====== Extracted entries ======

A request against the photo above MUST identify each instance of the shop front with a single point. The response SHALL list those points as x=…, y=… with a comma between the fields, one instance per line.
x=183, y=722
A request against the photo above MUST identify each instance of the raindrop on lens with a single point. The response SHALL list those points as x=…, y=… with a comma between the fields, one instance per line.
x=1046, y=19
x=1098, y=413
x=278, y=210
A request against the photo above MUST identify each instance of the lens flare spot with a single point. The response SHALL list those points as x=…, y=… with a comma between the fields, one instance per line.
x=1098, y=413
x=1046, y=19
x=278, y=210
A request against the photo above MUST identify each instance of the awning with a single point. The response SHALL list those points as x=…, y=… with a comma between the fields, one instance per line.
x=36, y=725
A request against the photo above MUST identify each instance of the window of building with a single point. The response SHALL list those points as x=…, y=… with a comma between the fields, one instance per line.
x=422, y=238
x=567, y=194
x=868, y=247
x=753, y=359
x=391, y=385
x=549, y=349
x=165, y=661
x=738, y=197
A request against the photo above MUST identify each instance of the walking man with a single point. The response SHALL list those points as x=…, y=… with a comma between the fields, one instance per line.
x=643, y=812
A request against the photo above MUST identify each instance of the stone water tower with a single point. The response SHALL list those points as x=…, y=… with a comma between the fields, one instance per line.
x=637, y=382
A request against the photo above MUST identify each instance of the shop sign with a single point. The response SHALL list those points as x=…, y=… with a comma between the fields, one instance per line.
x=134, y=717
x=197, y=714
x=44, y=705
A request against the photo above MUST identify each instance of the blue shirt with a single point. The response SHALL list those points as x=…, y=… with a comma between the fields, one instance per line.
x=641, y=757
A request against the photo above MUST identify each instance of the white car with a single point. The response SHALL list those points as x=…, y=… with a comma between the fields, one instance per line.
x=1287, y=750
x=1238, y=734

======

**Stated goal:** Copy the material above word for word, keeping every line in its original order.

**Expected answer:**
A request against the photo above MUST identify each instance of the shop front with a single point. The response SHALL list those points as x=…, y=… with a comma between the fields, one instance per line.
x=183, y=722
A request against the photo above MUST identify each instance of the raindrop on lens with a single point. The response SHALL list those points as x=…, y=… with a comma between the fields, one instance per line.
x=1046, y=19
x=1098, y=413
x=278, y=210
A request against the photo above MUST identify each instance of the lens flare spot with a single point. The response SHALL list those points as x=…, y=… with a comma between the fields, one instance per line.
x=1098, y=413
x=1046, y=19
x=278, y=210
A request against the photo above MUST identify each instance of the awning with a single point. The response SHALL list those points as x=…, y=… with a comma between the fields, one instance per line.
x=36, y=725
A request against the photo above MUST identify each instance of the window of building with a single point. The response SHALL list those points as x=…, y=… with a comma between the fields, one instance per line.
x=422, y=238
x=567, y=194
x=868, y=247
x=753, y=359
x=391, y=385
x=549, y=349
x=165, y=661
x=738, y=197
A request against the photo above MUST identify each instance of the walking man with a single point. The response SHALL list those points as x=…, y=… with a comma between the fields, one instance per line.
x=643, y=812
A request against the photo above MUST identify each instance of the stone water tower with a single point. The response SHALL list those points as x=…, y=… with a comma between the fields, one instance per line.
x=637, y=382
A request against the photo above MUST identify each instance of the shop sign with a single point. The response SHALL list those points as x=…, y=… with a comma between the fields, one instance per line.
x=134, y=717
x=197, y=714
x=44, y=705
A request against the photo above MUST identify each instance of the blue shirt with a single point. The response SHALL list those points as x=…, y=… with a comma between the fields, one instance per line.
x=641, y=757
A request against the photo above MUST identify each instance of the white car with a single point. The response SHALL list those points as x=…, y=… with a comma between the fields, one instance per line.
x=1287, y=750
x=1238, y=734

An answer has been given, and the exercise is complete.